GIVEN PASSAGE
──────────
Navy Removes Ford Carrier Program Manager, Citing Performance Over Time

By: Megan Eckstein

USS Gerald R. Ford (CVN-78) Transits the Atlantic Ocean on June 4, 2020. US Navy Photo

The Navy removed its program manager for the first-in-class USS Gerald R. Ford (CVN-78), as Navy acquisition chief James Geurts looks to boost performance in the new carrier program.

Capt. Ron Rutan has been moved from the program office to the Naval Sea Systems (NAVSEA) staff, and Capt. Brian Metcalf has taken over the program office. Metcalf previously served as the San Antonio-class amphibious transport dock (LPD-17) program manager and was working as the executive assistant to the commander of NAVSEA prior to his reassignment to the CVN-78 program office (PMS 378).

“Readiness of USS Gerald R. Ford (CVN-78) is the Navy’s top priority, and the progress the team made during the Post Shakedown Availability (PSA) met requirements while the subsequent eight months of CVN 78’s post-delivery test and trials (PDT&T) period has been impressively ahead of plan. Even in the face of a global pandemic, the team has kept a lightning pace, and we will continue to do so, for our Navy and our nation, until USS Gerald R. Ford completes her post-delivery obligations and is fully available and ready for tasking by the Fleet,” NAVSEA spokesman Rory O’Connor told USNI News.
──────────
RECORD SET
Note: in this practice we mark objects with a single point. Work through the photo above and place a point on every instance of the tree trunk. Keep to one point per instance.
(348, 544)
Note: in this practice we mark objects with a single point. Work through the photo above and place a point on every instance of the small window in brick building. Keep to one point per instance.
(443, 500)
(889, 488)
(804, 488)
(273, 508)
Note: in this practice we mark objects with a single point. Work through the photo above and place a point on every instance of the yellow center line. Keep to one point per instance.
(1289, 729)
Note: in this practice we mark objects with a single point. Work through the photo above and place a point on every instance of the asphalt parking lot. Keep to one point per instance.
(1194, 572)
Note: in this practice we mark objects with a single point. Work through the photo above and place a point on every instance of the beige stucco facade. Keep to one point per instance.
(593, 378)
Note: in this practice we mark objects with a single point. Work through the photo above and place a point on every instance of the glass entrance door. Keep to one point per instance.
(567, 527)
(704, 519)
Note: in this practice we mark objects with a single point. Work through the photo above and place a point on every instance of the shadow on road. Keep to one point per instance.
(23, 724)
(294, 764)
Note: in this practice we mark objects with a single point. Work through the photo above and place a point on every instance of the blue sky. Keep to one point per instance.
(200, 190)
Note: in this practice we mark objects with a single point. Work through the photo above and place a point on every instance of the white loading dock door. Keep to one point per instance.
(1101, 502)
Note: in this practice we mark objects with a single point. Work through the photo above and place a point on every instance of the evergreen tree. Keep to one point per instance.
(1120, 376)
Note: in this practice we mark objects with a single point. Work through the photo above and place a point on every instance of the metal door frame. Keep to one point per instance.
──────────
TASK A
Answer these questions from the article on the Ford carrier program manager, one answer per line:
(i) Where was Capt. Ron Rutan moved?
(ii) Which program did Capt. Brian Metcalf previously manage?
(iii) Who is identified as the NAVSEA spokesman?
TASK B
Summarize the article on the Ford carrier program manager in two sentences.
TASK C
From the article on the Ford carrier program manager, reproduce the stretch from "The Navy removed" through "new carrier program.".

REPLY A
(i) To the Naval Sea Systems (NAVSEA) staff.
(ii) The San Antonio-class amphibious transport dock (LPD-17) program.
(iii) Rory O'Connor.

REPLY B
The Navy removed Capt. Ron Rutan as program manager for USS Gerald R. Ford (CVN-78) and moved him to the NAVSEA staff, as acquisition chief James Geurts looks to boost performance in the new carrier program. Capt. Brian Metcalf, formerly the LPD-17 program manager and executive assistant to the NAVSEA commander, has taken over, and a NAVSEA spokesman called the ship's readiness the Navy's top priority and said its post-delivery testing has been ahead of plan.

REPLY C
The Navy removed its program manager for the first-in-class USS Gerald R. Ford (CVN-78), as Navy acquisition chief James Geurts looks to boost performance in the new carrier program.